----- Reading text
And in that spirit, I made a vow to try to see as many acts that I’d never seen before – and in some cases, never heard of – rather than sticking with the known quantities. Not counting Dylan (reviewed elsewhere), I caught parts of 24 sets. What’s cool about the ACL festival is that you have quintessentially Texas/Americana acts like Robert Earl Keen and Lucinda Williams at one end of the park, and modern rock favorites Ben Kweller, Bloc Party and My Morning Jacket at the other end, and both play to huge crowds. That’s Austin for you. The other thing that’s Austin for you is that the crowd, while very diverse in terms of age, was overwhelmingly white. I couldn’t help but wonder what the Starbucks-endorsed, college-rated rapper Common must have thought when he looked out at the sea of pale faces in front of him. “Cha-ching!” maybe?

Here are some comments on those sets where I stayed long enough to venture an opinion.
----------
### Required work
#1 In the festival review, what leads the writer to remark "That's Austin for you" the first time? Answer in one to three sentences.
#2 Answer these questions on the festival review:
(a) Not counting Dylan, how many sets did the writer catch parts of?
(b) Which modern rock acts does the writer place at one end of the park?
(c) How does the writer describe the crowd?
----- Information given
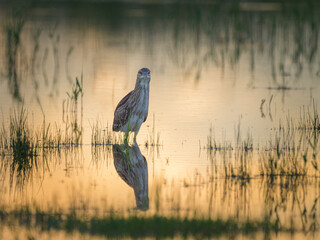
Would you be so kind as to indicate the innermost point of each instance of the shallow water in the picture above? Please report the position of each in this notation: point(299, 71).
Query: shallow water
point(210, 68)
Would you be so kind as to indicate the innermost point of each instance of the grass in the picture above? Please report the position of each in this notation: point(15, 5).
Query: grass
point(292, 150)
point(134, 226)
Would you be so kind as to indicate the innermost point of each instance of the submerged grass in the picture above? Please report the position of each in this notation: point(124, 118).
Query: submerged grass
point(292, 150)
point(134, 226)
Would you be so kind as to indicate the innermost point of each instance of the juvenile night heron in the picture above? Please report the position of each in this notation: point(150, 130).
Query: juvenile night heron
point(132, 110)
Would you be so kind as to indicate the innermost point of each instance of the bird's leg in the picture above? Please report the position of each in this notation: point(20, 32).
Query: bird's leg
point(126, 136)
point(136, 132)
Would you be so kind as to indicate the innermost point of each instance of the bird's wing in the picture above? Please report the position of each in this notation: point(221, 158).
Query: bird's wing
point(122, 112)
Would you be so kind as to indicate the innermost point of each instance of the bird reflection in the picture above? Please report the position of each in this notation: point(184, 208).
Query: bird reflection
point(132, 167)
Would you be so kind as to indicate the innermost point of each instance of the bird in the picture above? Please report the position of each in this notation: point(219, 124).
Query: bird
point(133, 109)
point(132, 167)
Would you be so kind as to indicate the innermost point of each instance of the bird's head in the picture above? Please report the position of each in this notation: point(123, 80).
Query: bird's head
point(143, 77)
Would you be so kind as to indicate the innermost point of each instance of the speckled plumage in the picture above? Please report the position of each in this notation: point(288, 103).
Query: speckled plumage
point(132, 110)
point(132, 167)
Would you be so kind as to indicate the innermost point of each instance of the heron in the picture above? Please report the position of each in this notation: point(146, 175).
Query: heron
----------
### Answers below
#1 The writer says it because the ACL festival has quintessentially Texas/Americana acts like Robert Earl Keen and Lucinda Williams at one end of the park and modern rock favorites like Ben Kweller, Bloc Party and My Morning Jacket at the other. Both kinds of acts play to huge crowds.

#2
(a) Parts of 24 sets.
(b) Ben Kweller, Bloc Party and My Morning Jacket.
(c) It was very diverse in terms of age but overwhelmingly white.